Thanks for keeping it real and merging reality with spirituality. We need to be very practical as Christians and that is why I truly like your blog
Blimey, one thing i can count on you for is your sincerity and honesty.That is why you and I are friends and you always keep it real with moi.
I hate divorce too and wont wish it on anyone. It just adds more emotional baggage’s and stress to life.
Marriage is not easy and it takes God and a lot of patience to work. Marriage is great and I have been blessed to taste the joy and blessings of being married to a wonderful man.
God is a God of second chances and He makes all things new again.
I look forward to your first guest post for Bukville in the future. Love you girl xxx
Been married 12 years now, in which time I seriously contemplated divorce several times, especially early on. I felt my wife was just stubborn, troublesome, annoying and plain crazy! Surely there was a nicer and more peace-loving woman out there for me! So what stopped me? God and not wanting to put our two young children through the pain. They are typically the greatest casualties of a divorce. Thank God He stopped me cos with time has come maturity and patience on both our parts and the realisation for me that no woman in the world is better than my wife!

▸ **Written task 1**: Repeat a passage from the comments on marriage and divorce, starting at the words "I look forward" and stopping after the words "than my wife!".

[Stored entries]
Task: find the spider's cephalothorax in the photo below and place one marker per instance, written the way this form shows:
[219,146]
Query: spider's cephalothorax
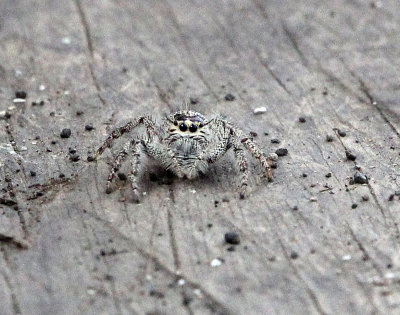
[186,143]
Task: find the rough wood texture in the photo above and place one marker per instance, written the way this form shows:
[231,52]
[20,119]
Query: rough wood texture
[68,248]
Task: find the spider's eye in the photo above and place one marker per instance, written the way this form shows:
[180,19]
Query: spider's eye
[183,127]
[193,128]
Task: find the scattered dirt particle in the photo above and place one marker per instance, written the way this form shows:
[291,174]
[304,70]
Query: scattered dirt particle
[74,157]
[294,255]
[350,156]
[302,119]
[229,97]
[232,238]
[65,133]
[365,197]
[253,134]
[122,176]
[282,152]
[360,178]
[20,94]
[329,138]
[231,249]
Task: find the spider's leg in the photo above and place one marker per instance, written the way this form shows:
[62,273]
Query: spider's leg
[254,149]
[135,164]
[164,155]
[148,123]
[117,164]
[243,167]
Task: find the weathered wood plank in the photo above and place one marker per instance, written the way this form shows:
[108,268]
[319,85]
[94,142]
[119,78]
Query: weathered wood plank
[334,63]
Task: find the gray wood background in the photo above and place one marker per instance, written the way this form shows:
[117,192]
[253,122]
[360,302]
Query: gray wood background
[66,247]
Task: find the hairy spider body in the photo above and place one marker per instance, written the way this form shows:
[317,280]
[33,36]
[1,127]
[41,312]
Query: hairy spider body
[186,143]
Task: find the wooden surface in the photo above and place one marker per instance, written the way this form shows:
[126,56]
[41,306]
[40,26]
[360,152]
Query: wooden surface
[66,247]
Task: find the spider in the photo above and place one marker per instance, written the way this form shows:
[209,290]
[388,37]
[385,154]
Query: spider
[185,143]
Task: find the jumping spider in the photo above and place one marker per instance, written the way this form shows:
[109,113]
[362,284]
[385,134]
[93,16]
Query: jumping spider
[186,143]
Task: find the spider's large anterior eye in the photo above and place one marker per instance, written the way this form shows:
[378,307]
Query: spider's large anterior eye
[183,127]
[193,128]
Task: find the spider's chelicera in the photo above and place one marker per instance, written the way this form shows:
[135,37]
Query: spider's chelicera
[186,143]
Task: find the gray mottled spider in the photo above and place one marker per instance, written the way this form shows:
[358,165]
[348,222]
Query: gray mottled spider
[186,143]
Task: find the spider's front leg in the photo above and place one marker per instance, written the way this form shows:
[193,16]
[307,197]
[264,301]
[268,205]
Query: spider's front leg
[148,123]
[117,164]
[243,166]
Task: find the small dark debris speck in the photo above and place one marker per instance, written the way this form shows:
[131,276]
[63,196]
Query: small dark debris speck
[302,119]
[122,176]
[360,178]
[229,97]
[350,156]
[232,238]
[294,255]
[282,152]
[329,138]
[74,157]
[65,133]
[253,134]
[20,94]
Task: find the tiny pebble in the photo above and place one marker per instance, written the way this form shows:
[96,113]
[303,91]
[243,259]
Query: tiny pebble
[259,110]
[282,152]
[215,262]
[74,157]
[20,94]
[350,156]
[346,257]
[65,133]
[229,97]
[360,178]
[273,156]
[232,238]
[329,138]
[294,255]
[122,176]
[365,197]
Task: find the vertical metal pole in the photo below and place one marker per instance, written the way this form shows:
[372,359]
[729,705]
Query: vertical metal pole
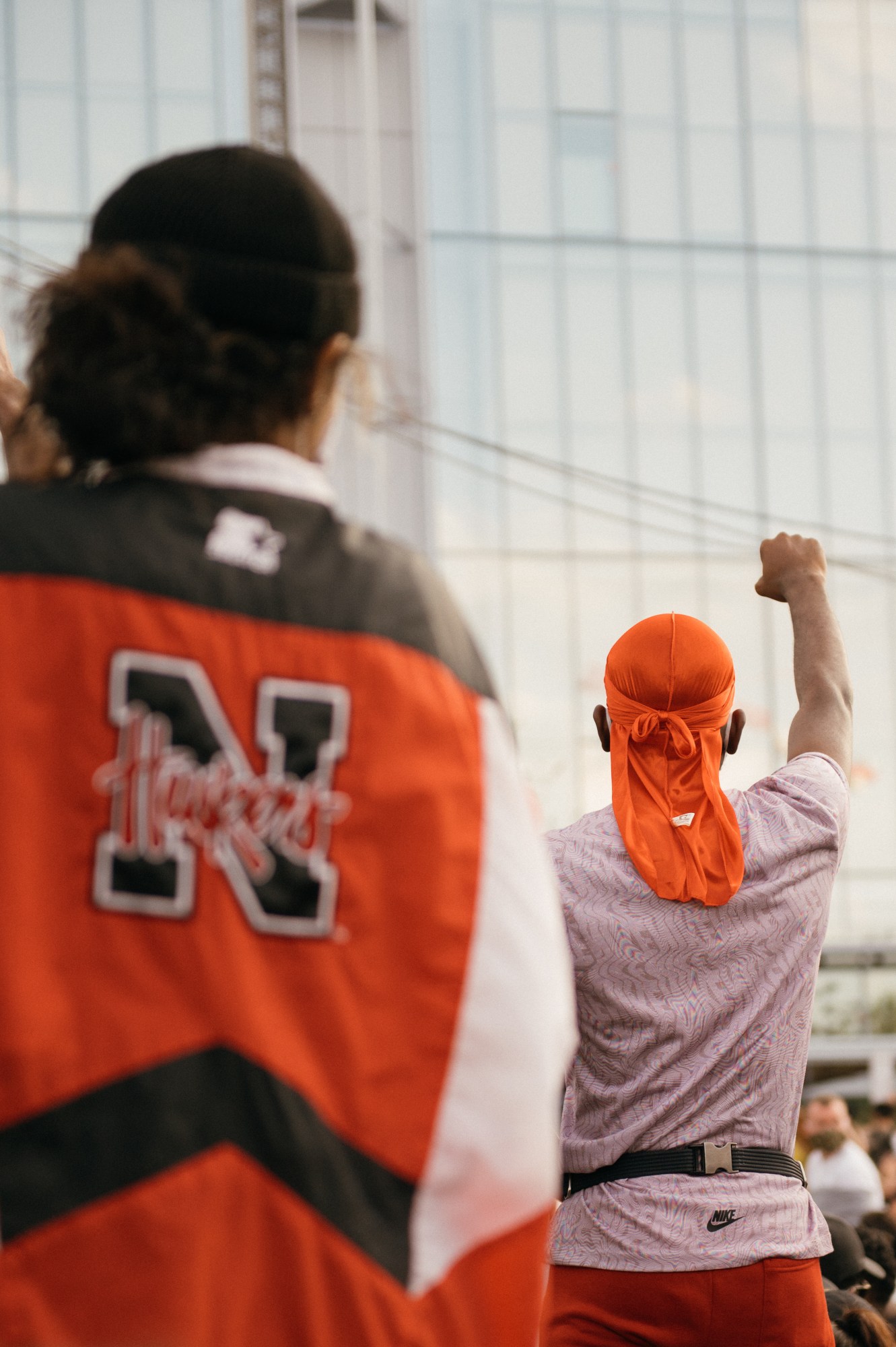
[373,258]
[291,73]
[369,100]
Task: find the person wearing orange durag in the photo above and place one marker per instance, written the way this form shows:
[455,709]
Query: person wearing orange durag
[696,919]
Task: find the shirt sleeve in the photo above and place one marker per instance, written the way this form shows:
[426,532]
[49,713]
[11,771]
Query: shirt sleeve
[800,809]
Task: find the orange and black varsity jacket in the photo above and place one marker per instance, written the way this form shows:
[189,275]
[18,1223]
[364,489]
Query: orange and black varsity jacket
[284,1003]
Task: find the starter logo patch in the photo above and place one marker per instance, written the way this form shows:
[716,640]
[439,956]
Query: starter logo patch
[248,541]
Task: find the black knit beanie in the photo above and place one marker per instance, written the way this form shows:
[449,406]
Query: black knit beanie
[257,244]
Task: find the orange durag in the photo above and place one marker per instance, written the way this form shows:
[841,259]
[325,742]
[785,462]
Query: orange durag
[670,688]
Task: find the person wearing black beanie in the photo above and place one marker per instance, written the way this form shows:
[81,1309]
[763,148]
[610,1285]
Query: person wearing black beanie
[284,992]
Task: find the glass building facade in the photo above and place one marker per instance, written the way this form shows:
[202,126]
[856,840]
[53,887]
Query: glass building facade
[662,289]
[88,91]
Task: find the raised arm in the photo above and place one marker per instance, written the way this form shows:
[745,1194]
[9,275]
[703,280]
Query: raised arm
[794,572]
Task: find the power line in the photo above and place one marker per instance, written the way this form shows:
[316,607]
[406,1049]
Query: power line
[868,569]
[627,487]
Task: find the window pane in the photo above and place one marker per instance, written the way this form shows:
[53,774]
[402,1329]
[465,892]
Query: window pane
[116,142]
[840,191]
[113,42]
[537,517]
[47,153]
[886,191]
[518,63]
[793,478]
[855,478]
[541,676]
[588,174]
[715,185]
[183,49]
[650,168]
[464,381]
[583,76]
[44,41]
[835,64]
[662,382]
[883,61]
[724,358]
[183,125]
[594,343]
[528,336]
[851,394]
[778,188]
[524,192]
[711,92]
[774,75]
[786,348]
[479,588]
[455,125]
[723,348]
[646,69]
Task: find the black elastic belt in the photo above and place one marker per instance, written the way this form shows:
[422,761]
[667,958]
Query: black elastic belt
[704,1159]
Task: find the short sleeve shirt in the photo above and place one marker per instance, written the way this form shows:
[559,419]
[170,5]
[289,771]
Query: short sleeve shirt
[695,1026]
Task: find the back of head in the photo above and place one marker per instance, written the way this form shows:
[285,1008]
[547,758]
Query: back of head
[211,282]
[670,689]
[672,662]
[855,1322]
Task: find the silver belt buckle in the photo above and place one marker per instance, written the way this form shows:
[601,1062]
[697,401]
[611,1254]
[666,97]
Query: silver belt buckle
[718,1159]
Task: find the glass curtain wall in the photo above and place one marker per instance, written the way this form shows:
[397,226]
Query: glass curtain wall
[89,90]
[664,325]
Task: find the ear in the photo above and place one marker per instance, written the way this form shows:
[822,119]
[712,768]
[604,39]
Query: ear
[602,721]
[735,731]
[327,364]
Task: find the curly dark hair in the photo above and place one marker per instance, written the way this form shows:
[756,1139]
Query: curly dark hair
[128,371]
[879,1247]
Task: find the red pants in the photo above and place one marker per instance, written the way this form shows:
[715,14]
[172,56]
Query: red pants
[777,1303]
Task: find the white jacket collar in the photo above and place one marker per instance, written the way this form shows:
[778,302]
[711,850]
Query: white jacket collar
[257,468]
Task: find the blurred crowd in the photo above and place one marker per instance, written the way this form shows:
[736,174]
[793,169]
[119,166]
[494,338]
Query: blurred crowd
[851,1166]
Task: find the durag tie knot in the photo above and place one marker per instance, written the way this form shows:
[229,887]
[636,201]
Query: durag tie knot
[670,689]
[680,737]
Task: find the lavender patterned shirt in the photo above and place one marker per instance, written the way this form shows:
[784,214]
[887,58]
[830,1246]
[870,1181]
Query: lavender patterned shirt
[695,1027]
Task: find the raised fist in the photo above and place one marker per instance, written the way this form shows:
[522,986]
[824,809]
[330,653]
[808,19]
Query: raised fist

▸ **Written task 2**: Rewrite the stored entries from the line that has "Task: find the blurred" through the last entry, renaming "marker" to "point" everywhere it occurs and keeping everything else unchanged.

▸ **Response 1**:
I look forward to your first guest post for Bukville in the future. Love you girl xxx
Been married 12 years now, in which time I seriously contemplated divorce several times, especially early on. I felt my wife was just stubborn, troublesome, annoying and plain crazy! Surely there was a nicer and more peace-loving woman out there for me! So what stopped me? God and not wanting to put our two young children through the pain. They are typically the greatest casualties of a divorce. Thank God He stopped me cos with time has come maturity and patience on both our parts and the realisation for me that no woman in the world is better than my wife!

▸ **Response 2**:
Task: find the blurred crowd in the photo above and place one point per instance, written the way this form shows:
[736,174]
[793,169]
[119,166]
[494,338]
Query: blurred crowd
[851,1166]
Task: find the durag tie knot in the photo above and place one point per instance, written the way this form shows:
[229,887]
[636,201]
Query: durag tie knot
[670,689]
[680,737]
Task: find the lavender patterned shirt in the photo above and place one point per instance, written the way this form shows:
[784,214]
[887,58]
[830,1246]
[870,1181]
Query: lavender patterned shirt
[695,1027]
Task: find the raised fist in the photo above and place one point per instance, written the way this form shows:
[522,986]
[824,809]
[330,653]
[808,19]
Query: raised fist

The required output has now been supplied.